▶ **What you are asked to do**
Identify each line of the items below that contains the word "baby", treating uppercase and lowercase as distinct, and copy every such line in full.
BEGIN Listed entries
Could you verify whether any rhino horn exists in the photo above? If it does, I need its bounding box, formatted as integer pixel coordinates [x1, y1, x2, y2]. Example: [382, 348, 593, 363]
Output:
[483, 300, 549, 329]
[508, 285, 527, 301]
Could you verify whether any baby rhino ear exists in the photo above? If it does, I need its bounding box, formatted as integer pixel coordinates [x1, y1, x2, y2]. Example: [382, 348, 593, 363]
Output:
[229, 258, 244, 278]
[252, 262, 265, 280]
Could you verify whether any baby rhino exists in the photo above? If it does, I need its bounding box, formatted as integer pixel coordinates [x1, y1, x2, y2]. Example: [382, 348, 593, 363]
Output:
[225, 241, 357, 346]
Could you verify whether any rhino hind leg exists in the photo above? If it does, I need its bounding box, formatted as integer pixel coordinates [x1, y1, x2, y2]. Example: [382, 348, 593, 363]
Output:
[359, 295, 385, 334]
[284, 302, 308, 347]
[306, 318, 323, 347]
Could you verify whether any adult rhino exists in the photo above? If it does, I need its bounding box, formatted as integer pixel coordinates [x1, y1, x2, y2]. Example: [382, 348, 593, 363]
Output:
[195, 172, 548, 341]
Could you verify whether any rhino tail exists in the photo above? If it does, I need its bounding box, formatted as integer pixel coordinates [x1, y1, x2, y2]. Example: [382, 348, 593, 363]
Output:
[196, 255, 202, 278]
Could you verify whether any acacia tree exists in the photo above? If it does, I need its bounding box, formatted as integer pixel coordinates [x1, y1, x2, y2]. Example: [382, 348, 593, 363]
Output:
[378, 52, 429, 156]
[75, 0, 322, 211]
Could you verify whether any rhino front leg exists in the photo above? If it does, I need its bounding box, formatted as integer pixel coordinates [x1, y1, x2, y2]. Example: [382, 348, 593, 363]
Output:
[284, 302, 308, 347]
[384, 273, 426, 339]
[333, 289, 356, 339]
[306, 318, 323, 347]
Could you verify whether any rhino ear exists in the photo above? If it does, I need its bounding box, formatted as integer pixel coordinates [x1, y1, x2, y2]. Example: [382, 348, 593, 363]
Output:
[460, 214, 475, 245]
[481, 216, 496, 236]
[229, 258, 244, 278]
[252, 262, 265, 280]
END Listed entries
BEGIN Listed entries
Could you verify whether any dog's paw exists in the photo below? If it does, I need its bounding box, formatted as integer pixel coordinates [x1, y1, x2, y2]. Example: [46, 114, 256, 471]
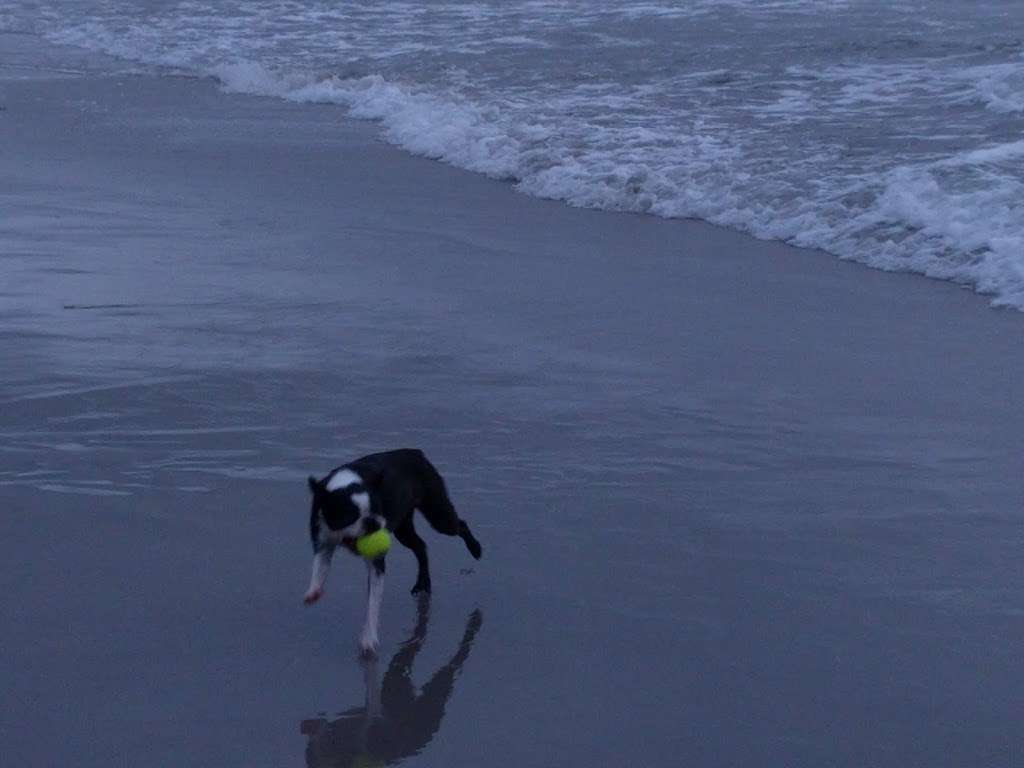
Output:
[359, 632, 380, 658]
END Listed entries
BEGIN Listed entries
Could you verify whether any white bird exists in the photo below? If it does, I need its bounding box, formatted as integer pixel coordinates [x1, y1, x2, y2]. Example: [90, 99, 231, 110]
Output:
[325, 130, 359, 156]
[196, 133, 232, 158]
END Listed entries
▶ **Response**
Could you verify whether any baby rhino ear exists in the photo above? If it does, I need its bounding box, formatted as integer pixel coordinates [x1, y1, x2, y2]. Example: [382, 348, 593, 363]
Could you verify whether any baby rhino exists in the photo above? If it does, I need its bounding box, formatted as integer pixel coordinates [x1, y1, x2, y2]. Example: [382, 348, 593, 363]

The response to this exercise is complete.